**TASK ITEM**
Take the records below and set them down exactly, so that every line matches the original.

[EXERCISE MATERIALS Boundary: Start]

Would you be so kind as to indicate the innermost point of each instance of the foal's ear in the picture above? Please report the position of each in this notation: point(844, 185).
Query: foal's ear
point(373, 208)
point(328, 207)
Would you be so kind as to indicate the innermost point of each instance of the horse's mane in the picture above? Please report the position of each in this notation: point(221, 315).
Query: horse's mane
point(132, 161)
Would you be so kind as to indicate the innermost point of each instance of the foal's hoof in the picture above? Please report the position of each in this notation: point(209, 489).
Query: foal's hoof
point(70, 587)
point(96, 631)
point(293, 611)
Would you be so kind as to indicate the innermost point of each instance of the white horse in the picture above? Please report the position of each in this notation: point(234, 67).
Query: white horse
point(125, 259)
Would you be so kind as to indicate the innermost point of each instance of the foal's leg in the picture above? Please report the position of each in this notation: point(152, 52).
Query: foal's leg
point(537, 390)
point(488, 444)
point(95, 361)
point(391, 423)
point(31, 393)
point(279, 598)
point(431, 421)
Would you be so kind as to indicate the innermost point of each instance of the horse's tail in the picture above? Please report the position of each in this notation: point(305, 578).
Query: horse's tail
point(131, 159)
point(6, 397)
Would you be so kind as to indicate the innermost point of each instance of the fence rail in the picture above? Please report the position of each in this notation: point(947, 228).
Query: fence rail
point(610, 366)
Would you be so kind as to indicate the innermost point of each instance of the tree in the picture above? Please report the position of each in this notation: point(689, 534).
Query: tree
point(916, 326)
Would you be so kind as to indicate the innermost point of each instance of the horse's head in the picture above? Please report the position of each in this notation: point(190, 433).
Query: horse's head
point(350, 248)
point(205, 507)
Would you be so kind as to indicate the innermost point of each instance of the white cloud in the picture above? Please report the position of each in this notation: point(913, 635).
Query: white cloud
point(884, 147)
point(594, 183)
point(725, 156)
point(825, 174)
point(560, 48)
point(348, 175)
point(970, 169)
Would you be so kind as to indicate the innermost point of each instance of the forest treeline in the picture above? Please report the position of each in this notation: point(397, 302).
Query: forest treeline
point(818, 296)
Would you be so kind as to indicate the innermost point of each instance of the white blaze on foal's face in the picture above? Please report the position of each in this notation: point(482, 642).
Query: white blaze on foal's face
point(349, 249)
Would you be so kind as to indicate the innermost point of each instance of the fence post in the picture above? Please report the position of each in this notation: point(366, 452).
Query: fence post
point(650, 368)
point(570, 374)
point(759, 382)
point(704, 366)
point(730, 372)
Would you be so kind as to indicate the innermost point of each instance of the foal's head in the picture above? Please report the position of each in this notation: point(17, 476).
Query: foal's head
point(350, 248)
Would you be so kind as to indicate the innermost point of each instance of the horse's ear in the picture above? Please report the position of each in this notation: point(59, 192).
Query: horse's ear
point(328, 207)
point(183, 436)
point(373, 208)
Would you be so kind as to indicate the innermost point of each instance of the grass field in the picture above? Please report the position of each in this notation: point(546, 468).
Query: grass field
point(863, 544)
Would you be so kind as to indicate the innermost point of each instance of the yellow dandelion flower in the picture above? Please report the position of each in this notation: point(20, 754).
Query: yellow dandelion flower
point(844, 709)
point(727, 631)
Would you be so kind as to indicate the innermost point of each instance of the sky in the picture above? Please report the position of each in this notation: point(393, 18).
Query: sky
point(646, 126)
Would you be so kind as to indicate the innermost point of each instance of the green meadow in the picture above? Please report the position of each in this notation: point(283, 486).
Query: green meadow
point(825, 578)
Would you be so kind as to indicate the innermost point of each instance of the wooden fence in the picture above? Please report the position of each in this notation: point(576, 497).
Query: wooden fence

[EXERCISE MATERIALS Boundary: End]

**TASK OUTPUT**
Would you be so kind as to indicate the innermost point of each instance of the foal's ear in the picture above? Please report the position of each in this notation: point(844, 185).
Query: foal's ear
point(373, 208)
point(328, 207)
Would you be so kind as to indicate the innermost point of each instance of the horse's mane in the picture above? Please report the position of each in this notation: point(221, 315).
Query: horse's mane
point(132, 161)
Would you be so kind as to indicate the innermost point of each instance of the foal's hoof in the picture above? Please report the position of each in this notation: point(209, 489).
Query: foal's hoof
point(70, 587)
point(96, 631)
point(293, 611)
Would you be so kind as to indicate the innermost point of each instance of the white horse in the picture above? Please report the position of each in this notation: point(234, 67).
Query: white horse
point(125, 259)
Would you be so kind as to indicate the innermost point of each instance of the foal's leg in the picture above? Please report the position of each in this notation: point(152, 52).
Query: foal's leg
point(537, 390)
point(488, 444)
point(95, 361)
point(391, 423)
point(31, 393)
point(279, 598)
point(431, 421)
Would you be so kind as to indicate the innermost point of each instance of the horse's tail in the picture above? Please report the position of each in this notation: point(305, 578).
Query: horse's tail
point(131, 159)
point(6, 397)
Would you be so kind as to indicate the innermost point of each instance of the fence rail in the picture above? Please report the position of each in this notation: point(947, 228).
Query: fence rail
point(610, 366)
Would you be so kind as to indicate the innermost point of each instance of the tree in the picture above? Please report the position of each in this notation: point(689, 534).
Query: tree
point(916, 326)
Would you be so kind as to indicate the innermost point of each instance of the horse's head in the picture above? Please report the position of each in this notation: point(190, 433).
Query: horse's head
point(350, 248)
point(205, 507)
Would you be so kind as to indicate the innermost point of each instance of the white cloud in the picture above? Please report the position of each in this notation: point(913, 635).
Query: white cloud
point(884, 147)
point(594, 183)
point(725, 156)
point(825, 174)
point(560, 48)
point(348, 175)
point(970, 169)
Would you be so kind as to indicate the innermost point of each instance of the forest treeline in the picture above? Please report the position of each in this notation: point(397, 302).
Query: forest treeline
point(818, 296)
Would you be so kind as to indicate the innermost point of each instance of the white blaze on foal's face in the picture above? Please report the position of each in this notation: point(482, 642).
Query: white blaze on foal's face
point(349, 249)
Would you be so kind as to indicate the innermost point of each instance of the fence post in the picture above? Please report the position of each in this notation: point(366, 452).
Query: fence post
point(650, 368)
point(570, 374)
point(759, 382)
point(704, 366)
point(730, 372)
Would you be so kind as to indicate the innermost point of each instance of the foal's head in the picture above? Please report the position of each in this notation: point(17, 476).
Query: foal's head
point(350, 248)
Would you be so kind as to indicate the innermost point of each instance of the horse's ear in the picture above? Please report the position of each in this notation: point(59, 192).
Query: horse's ear
point(328, 207)
point(183, 436)
point(373, 208)
Would you be so kind as to indicate the innermost point of each instance of the grass field in the picture above? Please report the position of each in this notation: point(546, 468).
Query: grass field
point(863, 544)
Would you be so kind as to indicate the innermost point of each instance of the yellow dandelion flower in the picture above? Please report the position of each in this notation: point(20, 754).
Query: yellow dandelion flower
point(844, 709)
point(727, 631)
Would you be so kind as to indicate the innermost point of each instance of the sky in the picture above? Please report the position of each in this notation: point(393, 18).
Query: sky
point(646, 126)
Would you be so kind as to indicate the innermost point of each instance of the green meadow in the picture above? Please report the position of each in this notation: point(283, 486).
Query: green meadow
point(825, 578)
Would you be so kind as to indicate the innermost point of each instance of the wooden fence in the picture above? Please report the position of each in this notation: point(576, 497).
Query: wooden fence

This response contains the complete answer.